What you will do
Copy out, word for word, the part of the records that begins with the line containing "Mark the innermost point of each instance of the rolled-up" and ends with the line containing "x=591, y=471". Include both of those lines.
>> Start Dataset rows
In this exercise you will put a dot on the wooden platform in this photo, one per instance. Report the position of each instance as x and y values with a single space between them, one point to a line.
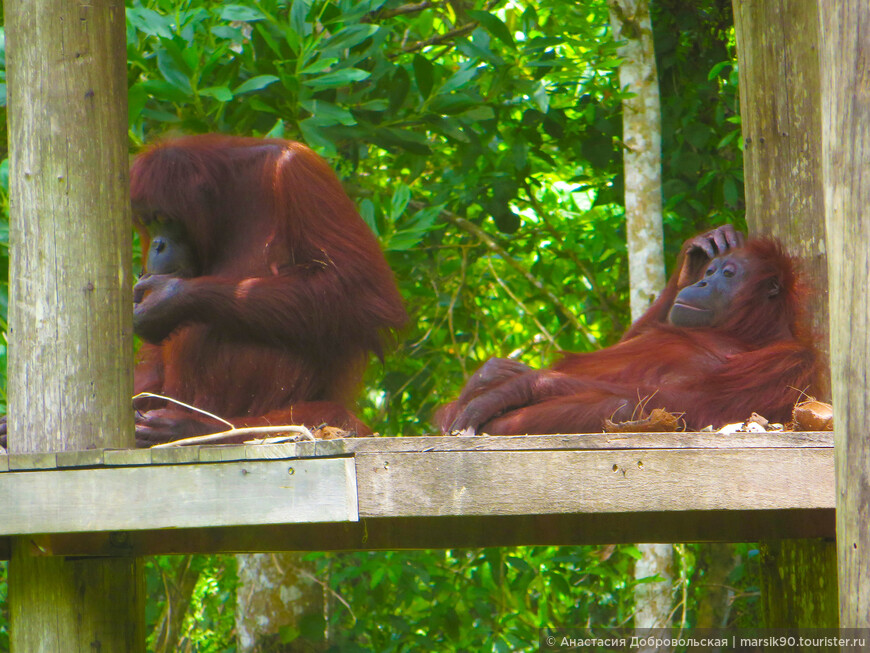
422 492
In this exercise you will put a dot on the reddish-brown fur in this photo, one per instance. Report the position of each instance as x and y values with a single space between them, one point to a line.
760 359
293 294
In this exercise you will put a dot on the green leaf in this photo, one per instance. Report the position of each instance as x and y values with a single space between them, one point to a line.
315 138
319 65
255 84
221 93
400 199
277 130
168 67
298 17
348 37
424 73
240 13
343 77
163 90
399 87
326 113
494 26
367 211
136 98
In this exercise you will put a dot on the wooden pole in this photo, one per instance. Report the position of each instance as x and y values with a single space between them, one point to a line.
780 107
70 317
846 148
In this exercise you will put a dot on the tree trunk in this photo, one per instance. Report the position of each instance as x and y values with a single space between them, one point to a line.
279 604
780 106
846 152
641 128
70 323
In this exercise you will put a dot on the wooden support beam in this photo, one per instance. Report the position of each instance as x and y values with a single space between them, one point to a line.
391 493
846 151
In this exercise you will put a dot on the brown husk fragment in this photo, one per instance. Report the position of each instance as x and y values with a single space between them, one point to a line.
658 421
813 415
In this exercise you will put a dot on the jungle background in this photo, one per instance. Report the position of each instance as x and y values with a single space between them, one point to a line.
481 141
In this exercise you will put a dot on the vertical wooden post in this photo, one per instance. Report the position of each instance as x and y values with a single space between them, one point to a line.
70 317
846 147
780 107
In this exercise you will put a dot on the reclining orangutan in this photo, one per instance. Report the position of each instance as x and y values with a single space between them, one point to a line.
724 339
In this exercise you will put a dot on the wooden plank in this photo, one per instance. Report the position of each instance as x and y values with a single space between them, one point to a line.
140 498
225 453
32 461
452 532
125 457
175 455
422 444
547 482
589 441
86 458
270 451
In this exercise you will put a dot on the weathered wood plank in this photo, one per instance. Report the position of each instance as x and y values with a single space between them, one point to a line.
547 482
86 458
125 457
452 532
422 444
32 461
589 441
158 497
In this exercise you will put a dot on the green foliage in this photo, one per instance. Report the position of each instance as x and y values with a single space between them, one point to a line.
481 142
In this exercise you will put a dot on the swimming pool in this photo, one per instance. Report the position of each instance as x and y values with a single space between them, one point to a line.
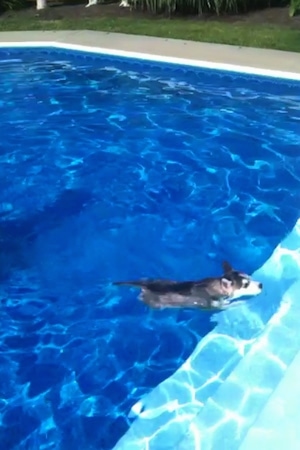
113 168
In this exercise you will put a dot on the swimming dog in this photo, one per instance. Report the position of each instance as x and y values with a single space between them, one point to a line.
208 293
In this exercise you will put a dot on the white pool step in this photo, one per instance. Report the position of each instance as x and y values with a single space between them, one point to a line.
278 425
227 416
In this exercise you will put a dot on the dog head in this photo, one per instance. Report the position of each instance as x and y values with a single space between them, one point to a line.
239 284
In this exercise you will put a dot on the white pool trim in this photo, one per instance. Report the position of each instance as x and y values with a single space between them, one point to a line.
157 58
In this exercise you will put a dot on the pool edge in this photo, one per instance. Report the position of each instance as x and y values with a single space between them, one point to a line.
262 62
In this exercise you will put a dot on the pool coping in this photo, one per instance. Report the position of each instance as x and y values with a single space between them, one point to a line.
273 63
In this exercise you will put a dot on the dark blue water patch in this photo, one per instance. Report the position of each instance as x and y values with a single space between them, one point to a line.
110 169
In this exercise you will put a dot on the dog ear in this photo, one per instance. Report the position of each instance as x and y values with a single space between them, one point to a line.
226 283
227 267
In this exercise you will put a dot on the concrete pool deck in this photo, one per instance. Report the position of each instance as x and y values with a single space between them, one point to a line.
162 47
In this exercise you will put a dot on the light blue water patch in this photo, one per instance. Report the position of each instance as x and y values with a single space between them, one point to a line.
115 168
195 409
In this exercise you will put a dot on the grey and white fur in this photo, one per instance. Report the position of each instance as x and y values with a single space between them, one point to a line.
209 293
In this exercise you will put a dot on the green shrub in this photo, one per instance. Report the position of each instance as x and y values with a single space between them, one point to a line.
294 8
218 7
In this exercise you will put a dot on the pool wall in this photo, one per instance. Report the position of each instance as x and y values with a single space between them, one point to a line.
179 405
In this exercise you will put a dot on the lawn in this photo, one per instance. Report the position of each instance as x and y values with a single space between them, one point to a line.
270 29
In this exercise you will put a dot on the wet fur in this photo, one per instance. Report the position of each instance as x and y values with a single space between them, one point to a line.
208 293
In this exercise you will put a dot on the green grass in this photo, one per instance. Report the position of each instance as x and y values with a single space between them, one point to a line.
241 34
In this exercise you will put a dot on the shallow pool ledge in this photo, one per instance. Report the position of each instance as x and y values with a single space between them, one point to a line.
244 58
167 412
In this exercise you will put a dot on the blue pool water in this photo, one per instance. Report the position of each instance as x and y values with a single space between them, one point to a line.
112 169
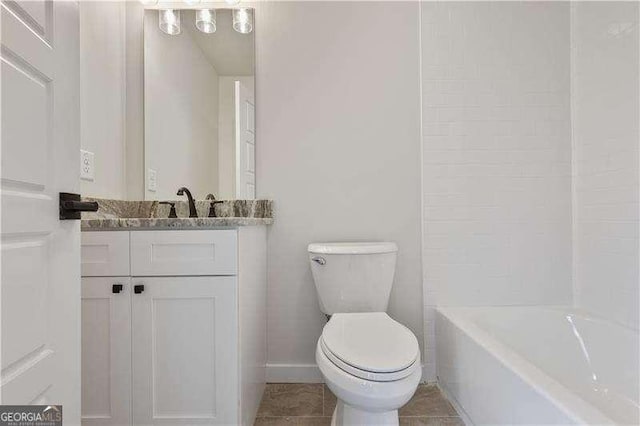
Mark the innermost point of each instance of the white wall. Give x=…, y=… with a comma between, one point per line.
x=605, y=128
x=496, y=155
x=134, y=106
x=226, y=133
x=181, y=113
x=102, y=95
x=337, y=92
>> End Dataset rows
>> Start Dataset rows
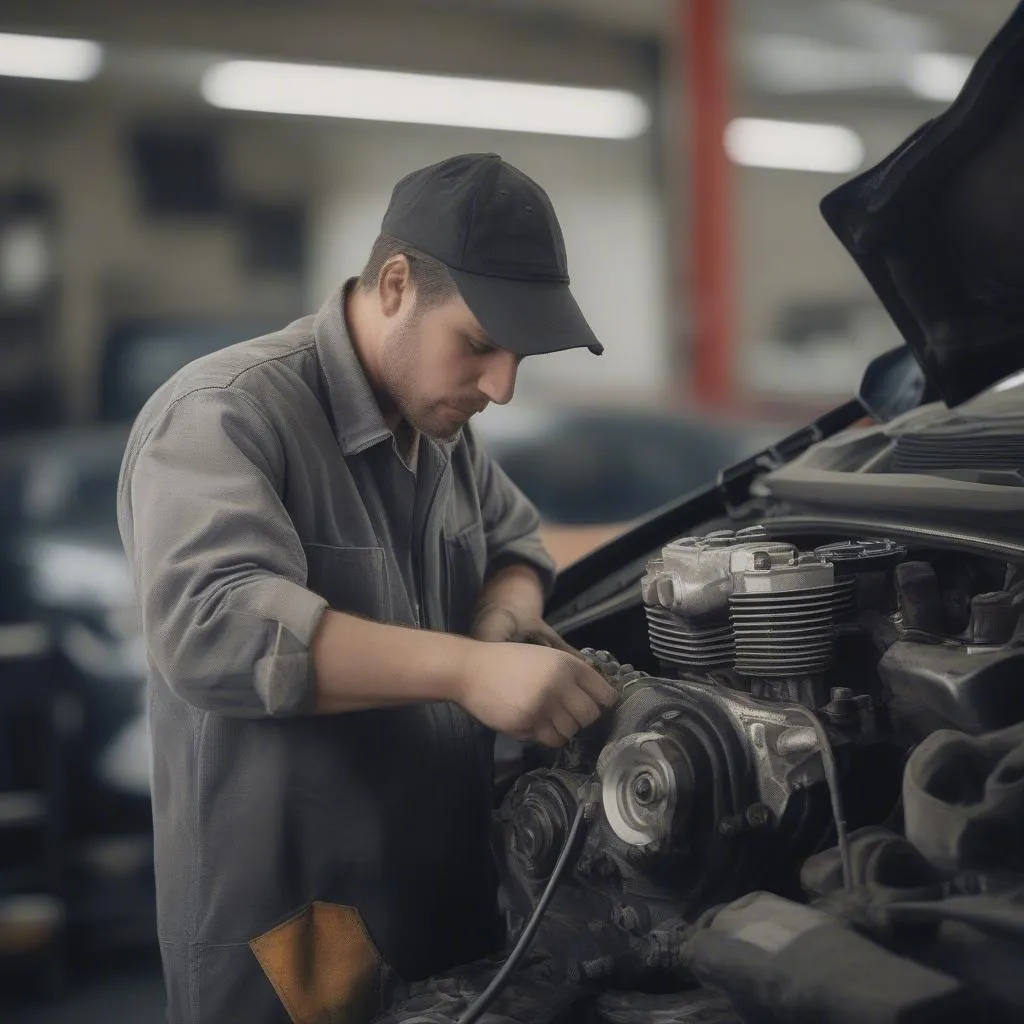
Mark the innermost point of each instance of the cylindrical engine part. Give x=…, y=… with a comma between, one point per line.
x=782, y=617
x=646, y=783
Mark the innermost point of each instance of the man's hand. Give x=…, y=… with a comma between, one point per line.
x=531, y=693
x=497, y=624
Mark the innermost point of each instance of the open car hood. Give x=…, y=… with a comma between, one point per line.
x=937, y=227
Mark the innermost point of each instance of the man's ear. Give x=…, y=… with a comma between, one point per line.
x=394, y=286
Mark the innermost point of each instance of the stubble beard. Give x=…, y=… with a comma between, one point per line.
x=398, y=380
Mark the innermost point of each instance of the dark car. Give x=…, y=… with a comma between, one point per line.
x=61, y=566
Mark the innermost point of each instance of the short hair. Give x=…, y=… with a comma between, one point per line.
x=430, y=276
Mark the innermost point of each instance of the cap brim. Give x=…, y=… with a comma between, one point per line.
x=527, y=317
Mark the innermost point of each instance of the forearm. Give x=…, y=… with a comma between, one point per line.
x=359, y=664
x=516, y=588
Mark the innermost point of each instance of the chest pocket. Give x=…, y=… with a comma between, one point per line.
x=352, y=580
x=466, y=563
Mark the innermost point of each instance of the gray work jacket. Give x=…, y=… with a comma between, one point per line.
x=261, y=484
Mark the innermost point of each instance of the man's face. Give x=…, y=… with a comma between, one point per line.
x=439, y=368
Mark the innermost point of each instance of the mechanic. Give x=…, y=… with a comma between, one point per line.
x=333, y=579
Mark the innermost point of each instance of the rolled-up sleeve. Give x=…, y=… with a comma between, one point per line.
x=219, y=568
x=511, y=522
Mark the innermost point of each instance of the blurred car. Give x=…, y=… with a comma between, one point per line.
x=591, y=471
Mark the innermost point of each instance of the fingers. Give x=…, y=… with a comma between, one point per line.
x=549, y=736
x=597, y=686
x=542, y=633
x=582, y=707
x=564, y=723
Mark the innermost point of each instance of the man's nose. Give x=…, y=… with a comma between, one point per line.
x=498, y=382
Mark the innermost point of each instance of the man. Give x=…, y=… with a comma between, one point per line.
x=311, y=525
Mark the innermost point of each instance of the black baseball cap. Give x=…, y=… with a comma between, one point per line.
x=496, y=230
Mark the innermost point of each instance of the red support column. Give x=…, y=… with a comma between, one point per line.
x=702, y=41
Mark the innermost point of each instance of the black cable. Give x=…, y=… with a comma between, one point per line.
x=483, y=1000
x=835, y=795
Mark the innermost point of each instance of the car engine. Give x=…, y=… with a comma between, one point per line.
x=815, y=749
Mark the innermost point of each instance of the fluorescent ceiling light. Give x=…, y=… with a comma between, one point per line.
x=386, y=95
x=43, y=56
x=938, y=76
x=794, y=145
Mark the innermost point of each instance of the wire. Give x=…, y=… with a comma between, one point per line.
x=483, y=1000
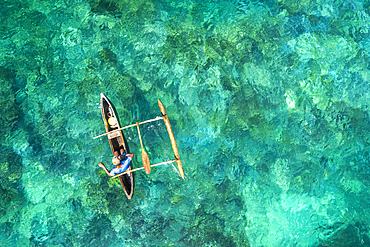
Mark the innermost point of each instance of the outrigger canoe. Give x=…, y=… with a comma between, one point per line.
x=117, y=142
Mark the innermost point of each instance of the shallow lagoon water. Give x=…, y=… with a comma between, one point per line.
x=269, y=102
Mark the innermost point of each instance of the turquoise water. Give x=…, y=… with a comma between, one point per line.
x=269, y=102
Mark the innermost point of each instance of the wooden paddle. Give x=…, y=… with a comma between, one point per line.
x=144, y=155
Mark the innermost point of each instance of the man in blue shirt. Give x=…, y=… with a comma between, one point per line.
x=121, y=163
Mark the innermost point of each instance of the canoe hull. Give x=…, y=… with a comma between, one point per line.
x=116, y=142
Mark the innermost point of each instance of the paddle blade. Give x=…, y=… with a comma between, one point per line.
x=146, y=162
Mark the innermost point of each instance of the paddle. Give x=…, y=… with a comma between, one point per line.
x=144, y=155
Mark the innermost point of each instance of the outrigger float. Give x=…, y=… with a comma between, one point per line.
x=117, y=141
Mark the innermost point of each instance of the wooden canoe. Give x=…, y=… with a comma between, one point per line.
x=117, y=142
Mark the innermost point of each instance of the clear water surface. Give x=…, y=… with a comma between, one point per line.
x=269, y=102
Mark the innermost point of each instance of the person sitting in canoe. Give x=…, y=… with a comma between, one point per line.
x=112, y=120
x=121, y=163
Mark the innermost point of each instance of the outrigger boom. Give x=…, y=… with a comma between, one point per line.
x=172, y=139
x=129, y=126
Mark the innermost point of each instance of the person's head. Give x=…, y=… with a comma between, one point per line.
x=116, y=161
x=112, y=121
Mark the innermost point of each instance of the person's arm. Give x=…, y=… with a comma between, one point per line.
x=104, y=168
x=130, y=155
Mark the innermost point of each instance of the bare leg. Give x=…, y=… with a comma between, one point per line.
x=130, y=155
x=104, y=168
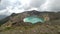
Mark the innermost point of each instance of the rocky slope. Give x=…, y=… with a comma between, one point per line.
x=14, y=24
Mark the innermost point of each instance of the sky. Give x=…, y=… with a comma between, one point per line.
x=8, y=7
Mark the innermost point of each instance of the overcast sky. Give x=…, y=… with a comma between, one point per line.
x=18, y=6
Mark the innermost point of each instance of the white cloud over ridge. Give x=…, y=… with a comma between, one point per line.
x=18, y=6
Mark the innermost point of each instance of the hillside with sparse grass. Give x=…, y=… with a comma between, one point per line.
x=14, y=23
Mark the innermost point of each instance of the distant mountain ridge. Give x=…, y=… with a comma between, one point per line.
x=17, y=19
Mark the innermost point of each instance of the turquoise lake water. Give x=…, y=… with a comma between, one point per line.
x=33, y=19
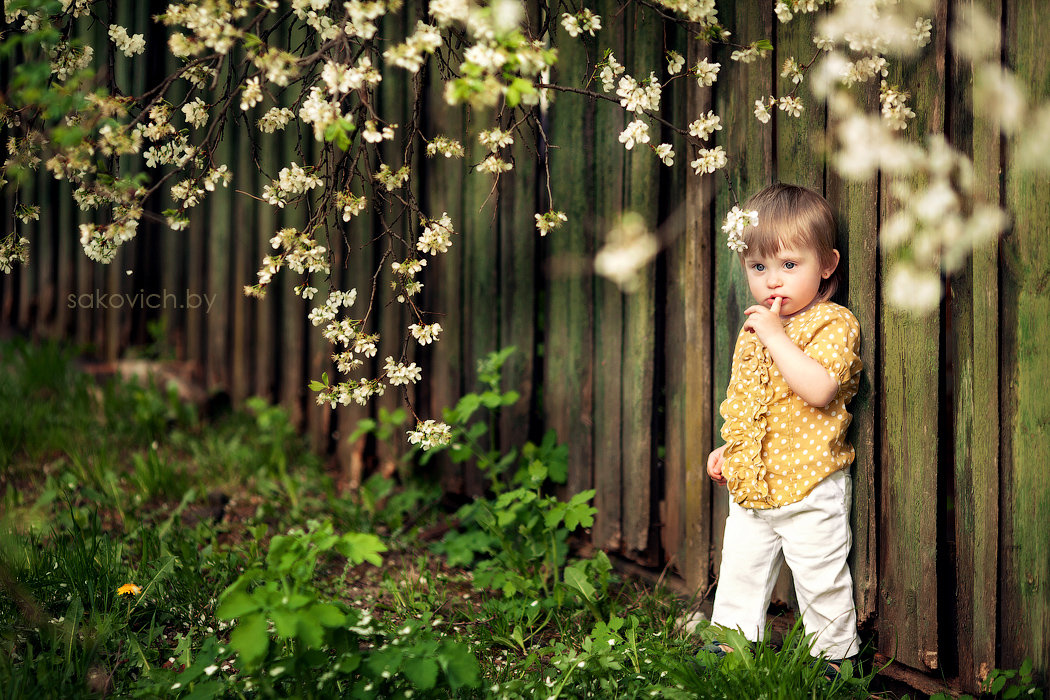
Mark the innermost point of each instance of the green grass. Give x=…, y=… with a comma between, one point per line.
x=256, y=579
>> End Dataset rows
>> Start Dataset rows
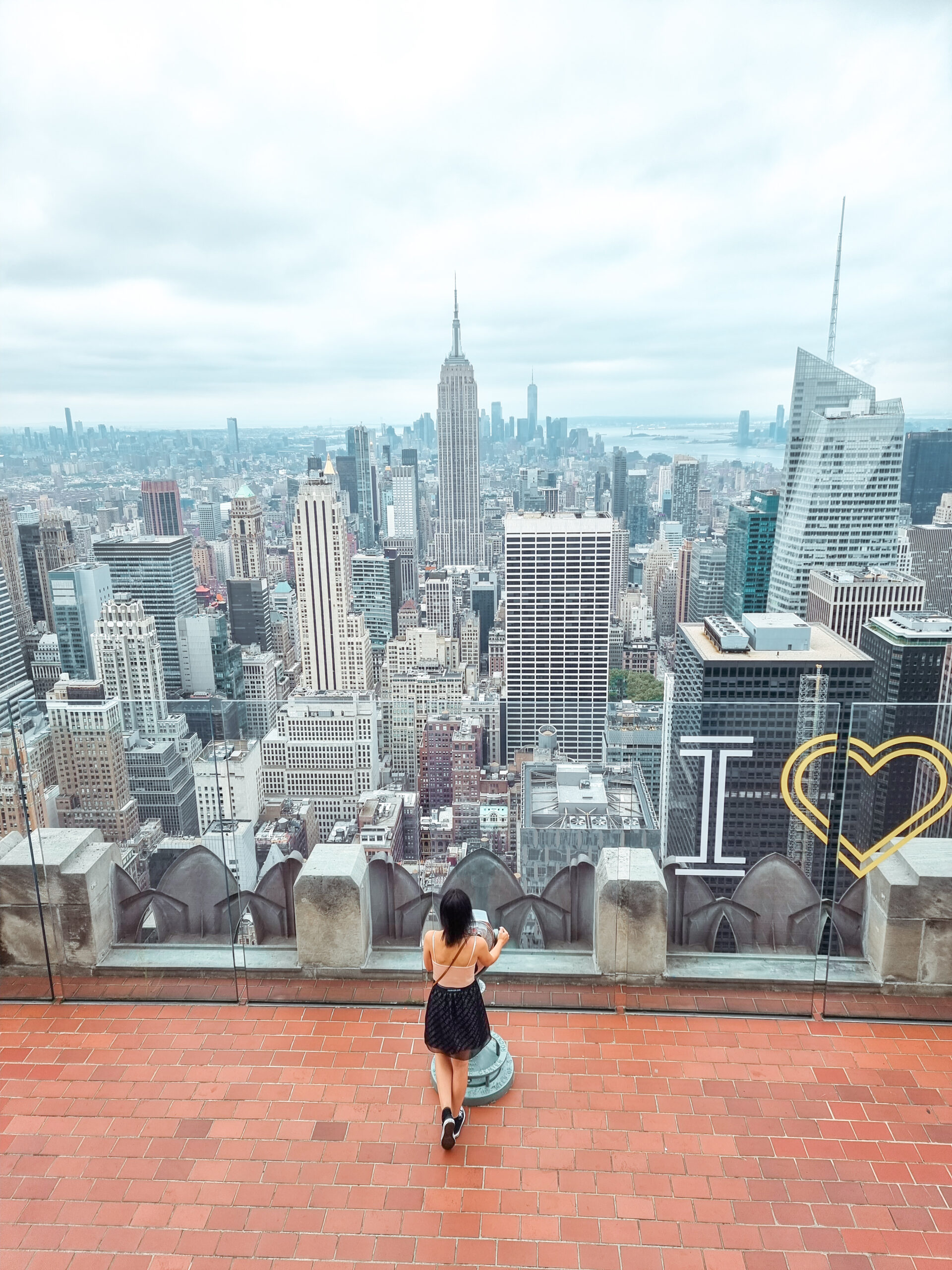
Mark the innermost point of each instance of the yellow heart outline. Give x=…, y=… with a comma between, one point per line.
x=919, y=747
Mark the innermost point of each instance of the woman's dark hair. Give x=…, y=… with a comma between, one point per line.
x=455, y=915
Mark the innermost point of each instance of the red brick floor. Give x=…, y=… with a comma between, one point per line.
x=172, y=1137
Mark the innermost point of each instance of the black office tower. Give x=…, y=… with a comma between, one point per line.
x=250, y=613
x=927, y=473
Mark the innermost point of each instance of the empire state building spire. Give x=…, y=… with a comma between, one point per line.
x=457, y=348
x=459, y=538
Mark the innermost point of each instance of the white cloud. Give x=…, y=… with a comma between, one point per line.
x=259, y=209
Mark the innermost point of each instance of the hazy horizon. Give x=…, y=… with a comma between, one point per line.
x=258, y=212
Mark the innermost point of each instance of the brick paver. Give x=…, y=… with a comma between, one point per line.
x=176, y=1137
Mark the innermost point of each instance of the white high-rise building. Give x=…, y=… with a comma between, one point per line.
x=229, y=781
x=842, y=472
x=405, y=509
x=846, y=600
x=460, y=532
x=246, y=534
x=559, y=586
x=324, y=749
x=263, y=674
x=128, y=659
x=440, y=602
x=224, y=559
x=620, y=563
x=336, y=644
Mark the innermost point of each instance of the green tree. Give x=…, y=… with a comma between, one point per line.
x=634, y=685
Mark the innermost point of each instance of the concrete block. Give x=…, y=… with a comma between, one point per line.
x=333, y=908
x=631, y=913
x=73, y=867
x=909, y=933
>> End Dataset rows
Finished exercise
Mark the innermost point of each instance of the rolled-up sleeve. Give x=…, y=… with a comma between, one point per line.
x=219, y=568
x=511, y=522
Mark the innermost point of each instance of the blurred car. Give x=…, y=… with a comma between, one point per line.
x=591, y=471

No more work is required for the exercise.